## GOAL A
In the rookie outfielders article, which player blocks Peter O'Brien at first base?

## SOURCE DOCUMENT
((

2016 Impact Rookies: Outfielders (3 of 3)

We’ve been running a series looking at the potential top rookie producers at each position around the baseball diamond for a few weeks now. This series should be valuable for anyone participating in a fantasy league that allows keepers. It could also help anyone playing in more traditional formats who may need to fill holes throughout the season or may be in need of a little spark.

Today, we take our third and final look at freshman outfielders.

First Basemen
Second Basemen
Third Basemen
Outfielders (1 of 3)
Outfielders (2 of 3)

More Names to Know:

Brandon Nimmo, Mets: There’s no room at the inn in New York so Nimmo will no doubt open the year in Triple-A. He’s also been rehabbing a foot injury, which doesn’t help his case to open the year in the majors. Nimmo, 23, needs some more polish anyway. He hasn’t shown much power or stolen base acumen so his fantasy value is tied almost solely to his ability to hit for average and his ability to get on base. He’ll likely need an injury occur — or Michael Conforto to fall on his face — to see any significant playing time in 2016.

Peter O’Brien, Diamondbacks: Originally a catcher, there aren’t many people who can envision watching O’Brien squat behind the plate regularly at the big league level. He spent most of his time in the outfield last year but he’s limited to the corner outfield due to his lack of speed. His best position would probably be first base but he’s blocked, obviously, by Paul Goldschmidt. O’Brien’s path of least resistance in ’16 is probably Yasmany Tomas – who had a dreadful year in ’15 — but Arizona also has big money tied up in him. The former catcher (who might still catch a bit) doesn’t have a great approach at the plate but he has power to spare. He could top 20 home runs with regular playing time.

Brett Phillips, Brewers: Phillips was the key piece in the trade that sent Carlos Gomez and Michael Fiers to Houston in 2015. He quickly became the Brewers’ centerfielder of the future and may not be far off from The Show when you consider Kirk Nieuwenhuis and Rymer Liriano are the two men holding down the fort. Phillips has excellent speed — as witnessed by his double-digit triples over the past two years but he still has work to do on his base-stealing skills after getting caught 23 times in 63 attempts. If he can make the necessary adjustments, though, and his power continues to develop, he could become a 20-20 threat.

Hunter Renfroe, Padres: Renfroe is an interesting prospect. Power is his best tool but he plays for an organization that makes its home in a very spacious park. He’s just not necessarily the type of player the Padres should be building around. However, he has more than enough raw power to hit the ball out of any park and would obviously be a huge threat on the road. With the left-field picture looking fairly bleak in San Diego, Renfroe could get his shot sooner rather than later — especially if he gets off to a quick start in Triple-A in 2016.

))

[A run of records]

((

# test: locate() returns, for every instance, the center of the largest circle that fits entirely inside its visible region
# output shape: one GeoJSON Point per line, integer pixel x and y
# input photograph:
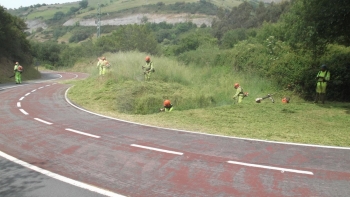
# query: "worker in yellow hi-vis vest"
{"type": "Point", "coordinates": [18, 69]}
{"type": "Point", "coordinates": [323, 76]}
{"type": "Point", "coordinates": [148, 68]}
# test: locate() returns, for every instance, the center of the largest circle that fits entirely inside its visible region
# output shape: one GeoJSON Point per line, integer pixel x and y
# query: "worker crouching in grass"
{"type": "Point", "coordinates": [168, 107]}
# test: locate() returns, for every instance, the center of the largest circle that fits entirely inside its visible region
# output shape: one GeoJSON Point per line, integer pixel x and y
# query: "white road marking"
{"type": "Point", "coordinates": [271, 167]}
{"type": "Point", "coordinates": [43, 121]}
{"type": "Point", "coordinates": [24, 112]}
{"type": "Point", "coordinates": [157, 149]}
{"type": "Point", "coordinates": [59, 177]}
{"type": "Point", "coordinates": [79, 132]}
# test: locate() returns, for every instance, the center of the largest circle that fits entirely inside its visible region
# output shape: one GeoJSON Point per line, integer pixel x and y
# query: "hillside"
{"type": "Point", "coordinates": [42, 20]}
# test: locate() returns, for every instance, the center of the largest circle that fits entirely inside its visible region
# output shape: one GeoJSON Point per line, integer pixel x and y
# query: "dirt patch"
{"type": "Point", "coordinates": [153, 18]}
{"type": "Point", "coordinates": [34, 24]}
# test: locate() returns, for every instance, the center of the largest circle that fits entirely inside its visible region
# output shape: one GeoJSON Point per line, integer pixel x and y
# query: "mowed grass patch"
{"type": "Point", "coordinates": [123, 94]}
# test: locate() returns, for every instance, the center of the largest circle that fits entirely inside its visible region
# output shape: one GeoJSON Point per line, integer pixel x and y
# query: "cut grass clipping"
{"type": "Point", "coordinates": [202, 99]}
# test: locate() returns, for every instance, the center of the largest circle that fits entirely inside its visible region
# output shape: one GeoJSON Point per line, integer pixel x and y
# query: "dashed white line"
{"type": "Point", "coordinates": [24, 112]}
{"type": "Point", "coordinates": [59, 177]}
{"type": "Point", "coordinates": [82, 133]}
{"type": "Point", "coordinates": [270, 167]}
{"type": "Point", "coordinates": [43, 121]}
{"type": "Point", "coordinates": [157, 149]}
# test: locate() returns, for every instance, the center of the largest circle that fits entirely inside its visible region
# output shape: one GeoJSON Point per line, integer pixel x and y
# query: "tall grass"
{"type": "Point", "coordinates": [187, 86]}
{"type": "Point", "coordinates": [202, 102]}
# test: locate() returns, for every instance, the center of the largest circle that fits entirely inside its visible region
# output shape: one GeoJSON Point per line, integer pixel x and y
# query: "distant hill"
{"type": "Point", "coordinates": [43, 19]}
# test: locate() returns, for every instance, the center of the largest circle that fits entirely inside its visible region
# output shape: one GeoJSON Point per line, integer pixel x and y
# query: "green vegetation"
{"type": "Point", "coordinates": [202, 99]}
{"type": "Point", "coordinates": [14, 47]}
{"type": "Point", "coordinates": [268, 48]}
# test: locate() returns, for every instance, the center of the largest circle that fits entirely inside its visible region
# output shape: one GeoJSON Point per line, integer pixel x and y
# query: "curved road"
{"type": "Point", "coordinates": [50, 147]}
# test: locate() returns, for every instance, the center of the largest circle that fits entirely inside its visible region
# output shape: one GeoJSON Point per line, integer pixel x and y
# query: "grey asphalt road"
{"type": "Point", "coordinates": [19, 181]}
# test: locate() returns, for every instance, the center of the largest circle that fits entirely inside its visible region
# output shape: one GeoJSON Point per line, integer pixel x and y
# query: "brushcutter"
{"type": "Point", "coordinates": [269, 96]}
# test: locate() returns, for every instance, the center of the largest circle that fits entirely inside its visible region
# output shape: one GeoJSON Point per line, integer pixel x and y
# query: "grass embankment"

))
((

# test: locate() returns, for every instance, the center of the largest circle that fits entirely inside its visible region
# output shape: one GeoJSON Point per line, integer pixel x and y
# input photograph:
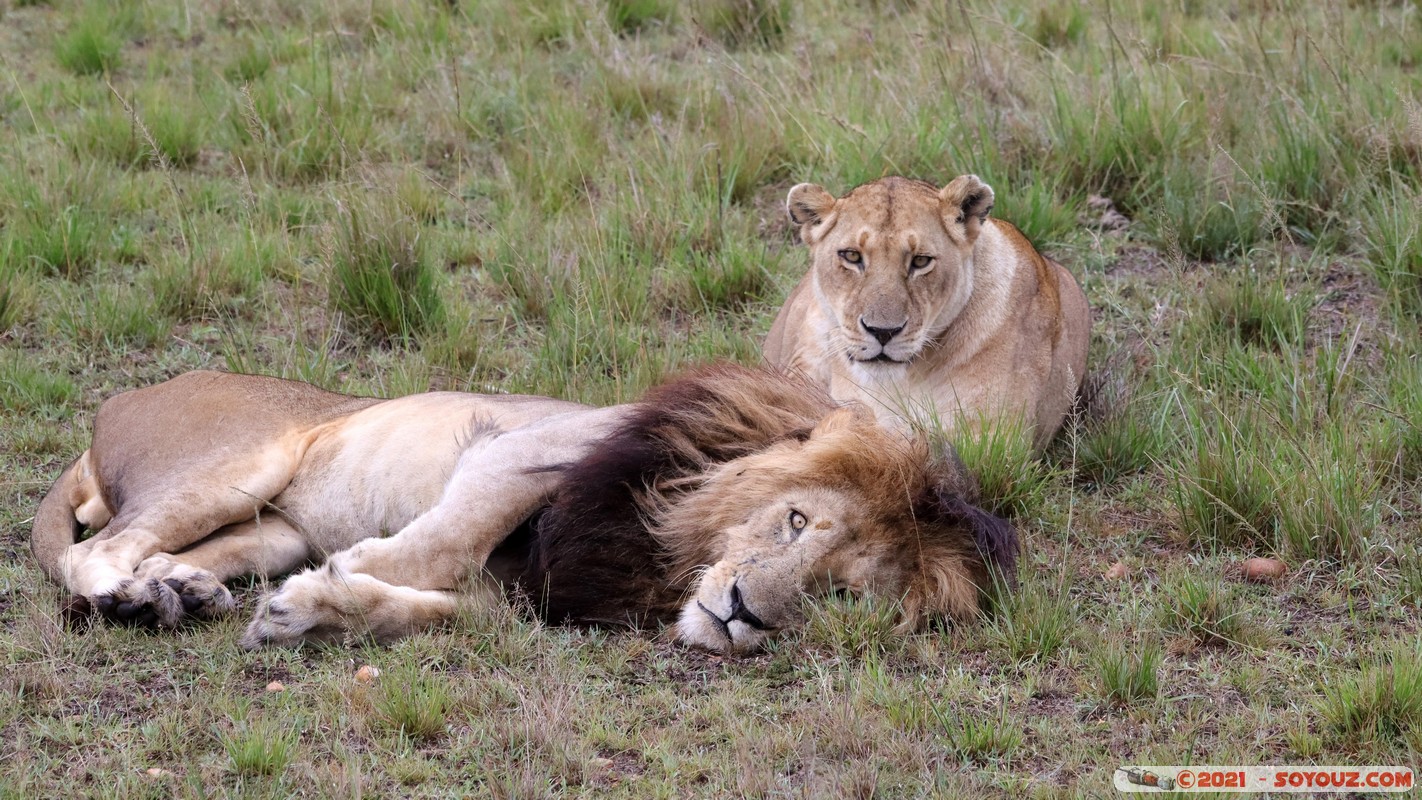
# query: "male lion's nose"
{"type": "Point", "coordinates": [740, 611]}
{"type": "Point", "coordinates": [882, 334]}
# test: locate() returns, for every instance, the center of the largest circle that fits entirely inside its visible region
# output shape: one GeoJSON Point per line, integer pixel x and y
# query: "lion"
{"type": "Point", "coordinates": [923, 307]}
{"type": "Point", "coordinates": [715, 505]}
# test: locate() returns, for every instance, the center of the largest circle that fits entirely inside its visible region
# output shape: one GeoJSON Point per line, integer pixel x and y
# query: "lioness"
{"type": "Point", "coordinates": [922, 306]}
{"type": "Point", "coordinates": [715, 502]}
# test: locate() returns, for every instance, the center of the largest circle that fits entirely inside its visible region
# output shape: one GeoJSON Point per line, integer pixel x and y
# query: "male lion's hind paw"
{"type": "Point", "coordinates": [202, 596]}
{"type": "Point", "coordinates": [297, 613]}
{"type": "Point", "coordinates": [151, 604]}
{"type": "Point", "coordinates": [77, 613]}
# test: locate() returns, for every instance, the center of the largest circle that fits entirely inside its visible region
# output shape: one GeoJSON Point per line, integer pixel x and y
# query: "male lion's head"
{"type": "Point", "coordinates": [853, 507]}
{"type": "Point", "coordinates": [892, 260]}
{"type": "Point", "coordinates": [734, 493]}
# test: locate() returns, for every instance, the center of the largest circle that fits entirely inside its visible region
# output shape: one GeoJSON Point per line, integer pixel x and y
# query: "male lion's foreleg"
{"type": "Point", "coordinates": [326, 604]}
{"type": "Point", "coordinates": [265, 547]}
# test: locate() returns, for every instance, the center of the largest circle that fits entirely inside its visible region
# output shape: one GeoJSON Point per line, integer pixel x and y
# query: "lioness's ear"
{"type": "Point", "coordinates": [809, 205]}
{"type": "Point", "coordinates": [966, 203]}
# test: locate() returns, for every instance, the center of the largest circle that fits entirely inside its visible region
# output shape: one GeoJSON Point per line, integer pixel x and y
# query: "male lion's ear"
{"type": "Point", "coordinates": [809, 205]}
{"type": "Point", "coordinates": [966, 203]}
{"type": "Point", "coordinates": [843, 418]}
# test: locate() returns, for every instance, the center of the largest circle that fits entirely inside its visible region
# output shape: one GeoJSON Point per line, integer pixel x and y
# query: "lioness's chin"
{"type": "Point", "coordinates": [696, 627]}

))

## GOAL B
Please identify every line in the entries that contains the string "grass".

## CORRECT ANSWER A
Paul Goldschmidt

## CORRECT ANSWER B
# query: "worker crouching in grass"
# query: "mowed grass patch"
# query: "cut grass clipping"
# query: "tall grass"
# query: "grass embankment"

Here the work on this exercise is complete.